Data rows
===============

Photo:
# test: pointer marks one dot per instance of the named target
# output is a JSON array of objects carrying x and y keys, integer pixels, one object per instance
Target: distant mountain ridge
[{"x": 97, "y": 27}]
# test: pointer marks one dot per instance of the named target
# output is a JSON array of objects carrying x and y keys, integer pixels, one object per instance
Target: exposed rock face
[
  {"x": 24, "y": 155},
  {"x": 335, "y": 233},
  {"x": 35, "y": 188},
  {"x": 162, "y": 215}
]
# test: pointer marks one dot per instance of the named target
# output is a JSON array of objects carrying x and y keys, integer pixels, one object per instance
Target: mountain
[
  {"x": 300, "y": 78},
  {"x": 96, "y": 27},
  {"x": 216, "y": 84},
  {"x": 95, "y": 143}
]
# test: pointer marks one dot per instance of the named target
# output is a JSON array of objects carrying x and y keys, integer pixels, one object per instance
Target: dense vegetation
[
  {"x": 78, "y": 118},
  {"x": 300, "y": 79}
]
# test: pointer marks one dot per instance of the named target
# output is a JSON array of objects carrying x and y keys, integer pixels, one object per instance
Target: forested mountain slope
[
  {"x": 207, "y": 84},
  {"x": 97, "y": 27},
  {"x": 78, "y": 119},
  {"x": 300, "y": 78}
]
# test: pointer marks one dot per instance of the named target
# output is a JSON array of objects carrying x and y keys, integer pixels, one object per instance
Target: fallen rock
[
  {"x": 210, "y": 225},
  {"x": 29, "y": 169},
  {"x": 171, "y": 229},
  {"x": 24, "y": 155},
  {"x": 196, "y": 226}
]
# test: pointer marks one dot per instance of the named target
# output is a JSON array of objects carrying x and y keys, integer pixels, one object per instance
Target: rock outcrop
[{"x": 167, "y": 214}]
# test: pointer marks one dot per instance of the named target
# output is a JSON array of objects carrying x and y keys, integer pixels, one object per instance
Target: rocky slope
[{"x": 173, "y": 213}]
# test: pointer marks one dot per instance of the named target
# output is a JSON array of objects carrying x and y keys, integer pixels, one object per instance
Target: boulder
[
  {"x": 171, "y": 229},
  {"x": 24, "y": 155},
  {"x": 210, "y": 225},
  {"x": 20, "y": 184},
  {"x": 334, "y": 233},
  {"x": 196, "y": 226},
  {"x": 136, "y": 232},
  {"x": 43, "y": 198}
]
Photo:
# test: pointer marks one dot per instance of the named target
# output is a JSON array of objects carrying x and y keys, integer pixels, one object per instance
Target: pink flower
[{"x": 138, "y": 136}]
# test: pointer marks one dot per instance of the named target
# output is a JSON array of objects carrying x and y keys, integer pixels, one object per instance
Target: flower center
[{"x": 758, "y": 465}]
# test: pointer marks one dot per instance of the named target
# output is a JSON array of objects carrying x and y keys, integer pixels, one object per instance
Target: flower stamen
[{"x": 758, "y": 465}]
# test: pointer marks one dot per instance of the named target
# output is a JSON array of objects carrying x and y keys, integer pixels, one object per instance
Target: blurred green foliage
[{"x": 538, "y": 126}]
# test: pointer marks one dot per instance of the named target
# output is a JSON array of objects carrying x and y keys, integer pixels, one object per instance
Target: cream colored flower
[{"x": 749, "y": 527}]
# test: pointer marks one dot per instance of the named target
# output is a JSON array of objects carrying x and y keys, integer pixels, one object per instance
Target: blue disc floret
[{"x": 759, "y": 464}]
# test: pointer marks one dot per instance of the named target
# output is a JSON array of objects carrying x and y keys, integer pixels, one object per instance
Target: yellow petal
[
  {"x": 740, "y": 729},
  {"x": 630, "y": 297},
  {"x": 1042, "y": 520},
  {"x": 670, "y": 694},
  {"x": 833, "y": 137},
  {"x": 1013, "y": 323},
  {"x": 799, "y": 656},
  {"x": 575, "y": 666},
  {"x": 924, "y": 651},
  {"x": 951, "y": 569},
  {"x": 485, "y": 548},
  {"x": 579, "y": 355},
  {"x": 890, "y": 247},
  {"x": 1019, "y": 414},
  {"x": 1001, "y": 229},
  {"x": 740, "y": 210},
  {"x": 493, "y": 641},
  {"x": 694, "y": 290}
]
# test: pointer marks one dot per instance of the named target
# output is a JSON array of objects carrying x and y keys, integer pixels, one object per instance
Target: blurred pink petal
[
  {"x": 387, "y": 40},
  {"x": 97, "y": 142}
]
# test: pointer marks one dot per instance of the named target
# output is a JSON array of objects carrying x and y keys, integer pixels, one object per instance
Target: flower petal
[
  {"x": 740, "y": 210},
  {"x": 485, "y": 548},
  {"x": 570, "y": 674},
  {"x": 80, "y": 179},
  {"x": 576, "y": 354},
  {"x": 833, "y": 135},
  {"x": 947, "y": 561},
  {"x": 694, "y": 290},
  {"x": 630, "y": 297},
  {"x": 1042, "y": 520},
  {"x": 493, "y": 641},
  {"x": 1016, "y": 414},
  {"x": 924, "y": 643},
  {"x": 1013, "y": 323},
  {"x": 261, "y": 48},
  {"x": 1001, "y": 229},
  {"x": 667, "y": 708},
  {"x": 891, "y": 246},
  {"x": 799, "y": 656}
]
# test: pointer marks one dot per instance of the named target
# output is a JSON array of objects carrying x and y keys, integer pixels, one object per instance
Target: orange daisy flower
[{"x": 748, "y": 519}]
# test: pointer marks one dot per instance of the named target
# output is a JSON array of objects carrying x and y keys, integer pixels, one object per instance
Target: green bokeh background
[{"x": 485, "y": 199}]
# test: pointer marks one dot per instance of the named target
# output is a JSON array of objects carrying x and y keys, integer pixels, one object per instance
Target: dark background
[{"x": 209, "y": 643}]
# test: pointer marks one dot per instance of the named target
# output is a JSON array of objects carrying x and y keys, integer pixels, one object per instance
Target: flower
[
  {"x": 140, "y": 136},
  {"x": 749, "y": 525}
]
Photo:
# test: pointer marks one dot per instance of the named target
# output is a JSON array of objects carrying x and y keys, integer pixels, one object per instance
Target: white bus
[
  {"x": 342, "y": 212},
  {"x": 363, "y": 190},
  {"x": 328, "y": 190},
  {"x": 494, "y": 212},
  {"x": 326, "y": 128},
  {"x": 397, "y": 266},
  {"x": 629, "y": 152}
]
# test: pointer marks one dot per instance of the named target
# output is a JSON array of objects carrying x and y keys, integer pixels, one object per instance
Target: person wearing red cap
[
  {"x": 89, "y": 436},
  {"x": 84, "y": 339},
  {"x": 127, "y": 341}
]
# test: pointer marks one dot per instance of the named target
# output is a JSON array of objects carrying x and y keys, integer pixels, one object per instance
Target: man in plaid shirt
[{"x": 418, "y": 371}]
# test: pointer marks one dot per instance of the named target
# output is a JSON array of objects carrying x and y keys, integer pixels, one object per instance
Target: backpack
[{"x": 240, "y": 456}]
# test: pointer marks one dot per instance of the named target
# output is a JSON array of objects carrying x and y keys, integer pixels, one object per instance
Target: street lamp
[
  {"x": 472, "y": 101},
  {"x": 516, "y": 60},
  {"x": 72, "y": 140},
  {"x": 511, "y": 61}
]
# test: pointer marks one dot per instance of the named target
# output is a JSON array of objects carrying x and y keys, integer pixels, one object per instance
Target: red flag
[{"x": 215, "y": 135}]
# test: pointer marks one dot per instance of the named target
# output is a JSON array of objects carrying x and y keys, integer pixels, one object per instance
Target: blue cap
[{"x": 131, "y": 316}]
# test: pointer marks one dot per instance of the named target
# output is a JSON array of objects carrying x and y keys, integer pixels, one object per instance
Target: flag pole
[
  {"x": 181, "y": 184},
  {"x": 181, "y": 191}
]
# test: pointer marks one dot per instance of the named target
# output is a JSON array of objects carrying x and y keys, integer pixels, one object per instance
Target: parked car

===============

Your task
How many lines of the material contain the word "flower"? Reply with the number alone.

Completed exercise
7